■ Excerpt
October 20 - December 8, Sundays 10 AM - 12 PM US Eastern Standard Time

Course description:

The UN recognition of Israel in 1948, resulting in the partition of Palestine along religio-national lines, represented an unprecedent historical victory for Zionism. The partition set off a new historical course for the Middle East that saw several regional political reconfigurations and wars, ending with the 2023-2024 genocide in Gaza. Focusing on the internal ideological trajectory of Zionism from its inception can, however, help answer important historical questions as to why and how this settler colonial ideology born out of 19th-century European nationalist thought was planted in Palestine. Some of these questions deal with the initial objectives of Zionist immigration to Palestine, the relationship between Judaism and Zionism, and the conception of Zionist thinkers of Arab Palestinians.

This course provides an introductory historical overview of Zionism as the founding ideology of Israel. It covers historical themes and subjects that help explain the ideological trajectory of Zionism; how it originated as an ideology of national liberation within a European-dominated thought system, then to a socialist settler colonial project, and finally to a full-fledged ethno-nationalist apartheid state. The focus of the course will less be on the history of Palestine, though its covered subjects will help put in context how Ottoman Palestine was disintegrated, partitioned, and finally colonized. Rather, its aim is to help students build a solid historical knowledge of entangled themes in imperial, Jewish, world, and Arab-Middle Eastern history that hopefully deepens and nuances their understanding of Zionism and Israel. At a closer look, the history of Zionism represents a significant historical phenomenon in world history as the crossroad between 19th-century European nationalist thought, the secularization of Judaic identity and Jewish civilization, and settler colonialism as a model of nation-building in the post-Ottoman Muslim-Arab world.

 

Course Requirements

Historiographical readings as well as translated primary sources will be assigned each week to prepare for the weekly lectures. By the end of the course, students will be asked to submit an essay (500-750 words long) in which they reflect on one aspect of Zionism (intellectual, cultural, ideological, political, etc) and compare it with either a contemporary or historical phenomenon that exists(ed) in the Muslim world.

 

Course schedule

Understanding Zionism: An Ideology in Historical Perspective

Sundays 10 AM - 12 PM EST (United States Eastern Standard Time) 

Week 1

October 20

European Nationalism and the Secularization of Religious Identity

  • Course Introduction
  • The Origin of Nationalist Thought in Europe.

■ Task 1
Answer these from the Zionism course page:
(a) On what day and at what time are the lectures held?
(b) How long must the final essay be?
(c) What date is given for Week 1?
■ Task 2
Turn the paragraph of the Zionism course page that begins "Historiographical readings as well as" into a short list that keeps its main facts.
■ Task 3
Pick up the Zionism course page after its last line and keep writing in the same style.
The rows have nothing to do with the Zionism course page.

[Examples for detection]
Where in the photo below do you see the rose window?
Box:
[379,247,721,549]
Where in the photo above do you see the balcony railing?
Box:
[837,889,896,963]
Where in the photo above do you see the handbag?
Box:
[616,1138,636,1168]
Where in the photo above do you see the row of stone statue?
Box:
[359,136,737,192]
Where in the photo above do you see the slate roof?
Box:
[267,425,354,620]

■ Written reply 1
(a) Sundays, 10 AM to 12 PM US Eastern Standard Time.
(b) 500 to 750 words.
(c) October 20.

■ Written reply 2
- Each week: historiographical readings and translated primary sources are assigned to prepare for the lectures.
- By the end of the course: an essay of 500 to 750 words.
- Essay topic: one aspect of Zionism (intellectual, cultural, ideological, political, etc.), compared with a contemporary or historical phenomenon in the Muslim world.

■ Written reply 3
  • Jews in Nineteenth-Century Europe
  • How concepts and definitions around the Jewish state, Jewish Law, and Jewish identity were debated?

Week 2

October 27

The Origin of Zionism (Theoder Hetzel) and Jewish Enlightenment Thinkers 

  • Jewish Enlightenment thinkers in Russia and Eastern Europe
  • The role of historians and history writing in reimagining National Jewish history in the Diaspora
  • Theoder Hetzel as the archetype of a Nation builder.

Week 3

November 3

Ottoman Palestine from a Zionist Perspective 

  • The status of Palestine in the late Ottoman empire. 
  • The historically settled Jewish communities in Palestine prior to Zionism
  • The British Mandate Period and the Belfour Declaration
  • Jewish Alyahs to Palestine

Week 4

November 10

The Yishuve Period (Pre-1948 Jewish-Zionist community in Palestine 

  • Zionist diplomacy and the role of Zionist institutions to create a Jewish National Home in Palestine
  • Labor Zionism and the influence of Socialist thought on Zionist colonies.
  • Revisionist Zionism as a crucial turning point in the Ideological trajectory of Zionist discourse and political project 

Week 5

November 17

Cultural Zionism and the New Hebrew Culture in Palestine 

  • Eliezer Ben-Yehuda and The creation of a New Hebrew culture in Palestine
  • The Maskilim movement 

Week 6

November 24

Judaic Zionism and the Religious Jewish Response to Zionism as a Secular Project 

  • Jews of the Old Yishuv / Theological critiques of Zionism 
  • Biblical vs. Zionized reading of Jewish History
  • Judaic Zionism 
  • The rise of the National Religious Movement in Israel after 1976 

Week 7

December 1

Post-Nakba Zionism and the Question of Jewish Immigration 

  • Pre-1948 Immigration policies and objectives.
  • The impact of the Holocaust on the question of Jewish Immigration.
  • Sephardic and Mizrahim Immigration and the “ethnicization” of Zionist society in Israel
  • Russian and Ethiopian immigration at the end of century 

Week 8

December 8

The future of Israel between Diaspora Zionism and post-Zionist Jews 

  • Origins of Diaspora Zionism
  • The American case as an example of philanthropic Zionism.
  • The question of the representation of world’s Jewry as a constitutive ideological element of Zionism
  • The demographic and ideological shifts amongst Jews in Israel and the US.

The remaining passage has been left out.